● **Goal of the exercise**
The lines to return are the one containing "Please indicate the green" and all that follow it in the entries below, duplicated exactly and nothing else.

● **Input records**
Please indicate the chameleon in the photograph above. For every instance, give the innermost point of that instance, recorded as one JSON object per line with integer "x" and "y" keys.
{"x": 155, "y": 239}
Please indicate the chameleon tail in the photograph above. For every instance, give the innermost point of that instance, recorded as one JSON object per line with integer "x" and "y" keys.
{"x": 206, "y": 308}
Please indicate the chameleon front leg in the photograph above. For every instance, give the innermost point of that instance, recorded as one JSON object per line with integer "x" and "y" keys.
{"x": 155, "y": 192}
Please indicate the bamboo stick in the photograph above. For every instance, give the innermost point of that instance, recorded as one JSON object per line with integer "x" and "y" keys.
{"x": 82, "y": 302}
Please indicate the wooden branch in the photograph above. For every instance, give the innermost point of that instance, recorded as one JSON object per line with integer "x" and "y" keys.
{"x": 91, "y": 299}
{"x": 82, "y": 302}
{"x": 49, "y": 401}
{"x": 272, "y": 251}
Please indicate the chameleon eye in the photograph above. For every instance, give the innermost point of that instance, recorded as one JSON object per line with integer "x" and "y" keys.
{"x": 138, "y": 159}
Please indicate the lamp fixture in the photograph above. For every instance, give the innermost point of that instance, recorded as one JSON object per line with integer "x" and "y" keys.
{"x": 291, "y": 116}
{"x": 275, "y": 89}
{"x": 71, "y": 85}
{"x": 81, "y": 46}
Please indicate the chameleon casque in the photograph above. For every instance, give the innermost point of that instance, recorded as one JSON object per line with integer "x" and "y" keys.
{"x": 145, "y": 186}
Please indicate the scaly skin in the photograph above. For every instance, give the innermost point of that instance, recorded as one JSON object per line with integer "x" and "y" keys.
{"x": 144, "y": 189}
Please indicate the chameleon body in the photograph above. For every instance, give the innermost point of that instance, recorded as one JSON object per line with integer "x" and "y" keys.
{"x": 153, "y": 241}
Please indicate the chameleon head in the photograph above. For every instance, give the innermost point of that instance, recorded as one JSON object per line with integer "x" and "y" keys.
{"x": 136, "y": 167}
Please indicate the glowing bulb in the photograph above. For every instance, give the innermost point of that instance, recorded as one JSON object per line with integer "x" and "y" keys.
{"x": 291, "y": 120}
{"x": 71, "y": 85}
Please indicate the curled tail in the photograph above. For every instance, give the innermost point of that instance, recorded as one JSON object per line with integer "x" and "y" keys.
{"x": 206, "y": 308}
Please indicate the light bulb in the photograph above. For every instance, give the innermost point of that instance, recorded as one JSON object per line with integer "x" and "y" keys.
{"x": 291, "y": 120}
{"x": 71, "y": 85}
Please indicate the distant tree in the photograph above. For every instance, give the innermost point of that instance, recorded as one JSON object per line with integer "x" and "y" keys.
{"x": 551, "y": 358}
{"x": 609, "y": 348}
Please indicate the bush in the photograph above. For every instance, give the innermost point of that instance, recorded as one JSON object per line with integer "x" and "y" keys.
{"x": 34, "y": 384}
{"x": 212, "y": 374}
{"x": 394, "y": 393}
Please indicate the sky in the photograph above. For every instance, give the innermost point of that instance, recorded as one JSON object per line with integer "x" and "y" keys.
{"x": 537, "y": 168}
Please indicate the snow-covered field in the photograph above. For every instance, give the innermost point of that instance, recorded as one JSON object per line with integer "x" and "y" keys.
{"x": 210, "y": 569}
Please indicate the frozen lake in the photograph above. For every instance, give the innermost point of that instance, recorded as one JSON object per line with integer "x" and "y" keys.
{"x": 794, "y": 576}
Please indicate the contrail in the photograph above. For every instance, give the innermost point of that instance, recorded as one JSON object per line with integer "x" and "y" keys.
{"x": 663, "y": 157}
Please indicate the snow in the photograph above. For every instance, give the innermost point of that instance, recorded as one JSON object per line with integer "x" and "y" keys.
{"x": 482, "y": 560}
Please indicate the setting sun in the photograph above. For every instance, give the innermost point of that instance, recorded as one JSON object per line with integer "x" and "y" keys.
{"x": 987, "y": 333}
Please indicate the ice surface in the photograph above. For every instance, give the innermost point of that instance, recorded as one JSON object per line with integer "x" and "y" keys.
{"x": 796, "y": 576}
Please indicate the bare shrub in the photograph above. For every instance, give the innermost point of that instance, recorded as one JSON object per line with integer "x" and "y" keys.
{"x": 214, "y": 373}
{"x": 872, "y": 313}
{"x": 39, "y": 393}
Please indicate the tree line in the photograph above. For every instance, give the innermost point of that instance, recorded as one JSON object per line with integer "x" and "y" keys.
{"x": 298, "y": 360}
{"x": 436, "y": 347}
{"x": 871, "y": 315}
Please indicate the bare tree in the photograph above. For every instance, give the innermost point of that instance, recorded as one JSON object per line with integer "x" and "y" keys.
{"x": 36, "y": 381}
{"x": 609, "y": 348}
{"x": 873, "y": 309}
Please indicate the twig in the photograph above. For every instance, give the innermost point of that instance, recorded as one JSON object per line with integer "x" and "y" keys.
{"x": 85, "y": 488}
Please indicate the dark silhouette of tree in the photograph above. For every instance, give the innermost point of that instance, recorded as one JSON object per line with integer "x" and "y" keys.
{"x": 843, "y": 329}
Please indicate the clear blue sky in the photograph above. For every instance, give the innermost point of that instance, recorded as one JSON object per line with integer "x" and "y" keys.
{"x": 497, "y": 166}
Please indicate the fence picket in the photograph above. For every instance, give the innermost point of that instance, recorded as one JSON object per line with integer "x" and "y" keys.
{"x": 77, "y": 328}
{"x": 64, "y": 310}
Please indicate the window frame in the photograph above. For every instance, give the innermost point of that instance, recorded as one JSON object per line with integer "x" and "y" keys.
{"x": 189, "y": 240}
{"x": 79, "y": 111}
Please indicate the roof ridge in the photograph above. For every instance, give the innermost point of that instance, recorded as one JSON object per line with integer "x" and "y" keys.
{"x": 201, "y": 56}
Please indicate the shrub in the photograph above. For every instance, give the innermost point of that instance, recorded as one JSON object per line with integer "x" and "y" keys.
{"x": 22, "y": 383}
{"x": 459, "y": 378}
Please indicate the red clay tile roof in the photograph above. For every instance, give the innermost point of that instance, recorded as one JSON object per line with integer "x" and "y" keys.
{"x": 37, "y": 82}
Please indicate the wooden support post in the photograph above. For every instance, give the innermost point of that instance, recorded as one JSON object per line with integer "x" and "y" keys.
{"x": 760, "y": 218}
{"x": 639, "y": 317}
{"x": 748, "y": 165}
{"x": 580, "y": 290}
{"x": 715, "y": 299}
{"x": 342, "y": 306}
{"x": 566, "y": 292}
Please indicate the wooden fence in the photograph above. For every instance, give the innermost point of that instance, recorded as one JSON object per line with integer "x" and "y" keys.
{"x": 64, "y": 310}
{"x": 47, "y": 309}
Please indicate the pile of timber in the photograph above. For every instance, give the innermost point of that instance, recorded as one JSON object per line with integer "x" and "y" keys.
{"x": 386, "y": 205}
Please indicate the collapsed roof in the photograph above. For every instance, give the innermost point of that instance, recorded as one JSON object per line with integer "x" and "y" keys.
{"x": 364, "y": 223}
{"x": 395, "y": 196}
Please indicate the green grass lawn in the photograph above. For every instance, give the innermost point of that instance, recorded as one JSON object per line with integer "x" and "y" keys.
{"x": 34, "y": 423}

● **Exercise result**
Please indicate the green grass lawn in the photograph above. For every instance, give the innermost point of that instance, recorded as one JSON object per line with integer "x" and "y" keys.
{"x": 34, "y": 423}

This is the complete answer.